FRAGMENTO DEL TEXTO
···

Si algo define al mestizo peruano es su resiliencia: esa terquedad de persistir cuando todo parece perdido. Como río que siempre encuentra el mar, esquiva obstáculos con paciencia que roza lo heroico. Sabe que los logros grandes no llegan de un salto, sino de sacrificio acumulado, piedra tras piedra.
Es el estudiante que trabaja de día y estudia de noche, el que vende en la calle mientras sueña con su título universitario, la mujer que carga a su hijo en la espalda y las bolsas de mercado en las manos, la madre que cocina de madrugada y aún sonríe al amanecer, el obrero que vuelve cansado pero nunca olvida la esperanza, el emigrante que ahorra sol a sol para mandar a su familia y el emprendedor que se levanta tras cada fracaso. Su constancia es silenciosa pero implacable, como la gota que horada la roca.
Pero quizá lo más hermoso del cholo peruano sea su capacidad infinita de amar. Su corazón abraza a la familia extendida, al compadre, al barrio entero. Es el que comparte el último pan con el vecino, adopta al huérfano como hijo propio, ríe y llora con igual intensidad.
Ahora bien, no todo lo que se dice de los cholos es verdad. Hay que distinguir entre el cholo auténtico y el cholo alienado, ese cholo alimeñado que se avergüenza de su verdadera identidad.
Este último presume de saberlo todo, pero rara vez escucha; habla rápido y fuerte, como si velocidad y el volumen reemplazara la razón. Se ufana de astucia, de «viveza», quiere estar en todo, aunque en el fondo rehúye lo esencial: reconocerse en lo que es. Usa el término «cholo» cuando le conviene —en la fiesta con sus paisanos, en la yunza, en la tribuna del estadio—, pero en otros ambientes — en la reunión del barrio, la jarana criolla o la discoteca— se disfraza de gringo de ocasión, con acento impostado y modales ajenos, buscando prestigio en el reflejo prestado de los demás.

···

ÍTEMS PROPORCIONADOS
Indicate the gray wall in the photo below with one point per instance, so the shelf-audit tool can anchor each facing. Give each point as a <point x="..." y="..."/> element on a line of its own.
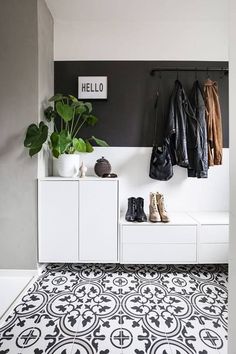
<point x="232" y="121"/>
<point x="19" y="102"/>
<point x="46" y="75"/>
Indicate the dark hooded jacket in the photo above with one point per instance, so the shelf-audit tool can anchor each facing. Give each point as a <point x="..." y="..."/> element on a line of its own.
<point x="180" y="115"/>
<point x="197" y="135"/>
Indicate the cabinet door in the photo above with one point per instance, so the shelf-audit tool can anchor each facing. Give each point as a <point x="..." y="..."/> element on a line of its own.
<point x="98" y="222"/>
<point x="58" y="221"/>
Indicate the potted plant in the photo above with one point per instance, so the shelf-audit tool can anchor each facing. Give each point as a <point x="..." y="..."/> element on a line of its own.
<point x="68" y="116"/>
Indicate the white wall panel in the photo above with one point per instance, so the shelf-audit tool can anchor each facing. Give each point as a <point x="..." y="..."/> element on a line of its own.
<point x="181" y="193"/>
<point x="140" y="30"/>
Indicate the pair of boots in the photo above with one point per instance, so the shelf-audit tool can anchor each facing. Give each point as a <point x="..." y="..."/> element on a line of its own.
<point x="135" y="210"/>
<point x="157" y="211"/>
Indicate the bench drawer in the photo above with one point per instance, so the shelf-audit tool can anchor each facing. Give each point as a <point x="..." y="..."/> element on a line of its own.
<point x="214" y="233"/>
<point x="158" y="253"/>
<point x="213" y="253"/>
<point x="158" y="234"/>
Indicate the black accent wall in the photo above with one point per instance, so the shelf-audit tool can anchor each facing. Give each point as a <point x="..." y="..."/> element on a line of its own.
<point x="126" y="118"/>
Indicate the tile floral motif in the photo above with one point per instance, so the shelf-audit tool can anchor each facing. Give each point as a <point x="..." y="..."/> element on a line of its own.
<point x="121" y="309"/>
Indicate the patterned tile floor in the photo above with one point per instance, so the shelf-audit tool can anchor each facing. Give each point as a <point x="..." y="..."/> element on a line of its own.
<point x="121" y="309"/>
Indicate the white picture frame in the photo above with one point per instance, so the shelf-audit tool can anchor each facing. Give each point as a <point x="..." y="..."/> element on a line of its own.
<point x="92" y="87"/>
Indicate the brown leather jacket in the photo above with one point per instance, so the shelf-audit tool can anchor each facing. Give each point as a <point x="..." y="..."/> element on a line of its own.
<point x="214" y="123"/>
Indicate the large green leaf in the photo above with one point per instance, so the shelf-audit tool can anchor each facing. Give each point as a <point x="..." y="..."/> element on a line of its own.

···

TAREA ASIGNADA
Enumera todas las figuras con las que el fragmento sobre el mestizo peruano describe al mestizo en el párrafo que comienza con «Es el estudiante que trabaja de día». Responde basándote únicamente en el fragmento.

RESPUESTA A LA TAREA
- El estudiante que trabaja de día y estudia de noche
- El que vende en la calle mientras sueña con su título universitario
- La mujer que carga a su hijo en la espalda y las bolsas de mercado en las manos
- La madre que cocina de madrugada y aún sonríe al amanecer
- El obrero que vuelve cansado pero nunca olvida la esperanza
- El emigrante que ahorra sol a sol para mandar a su familia
- El emprendedor que se levanta tras cada fracaso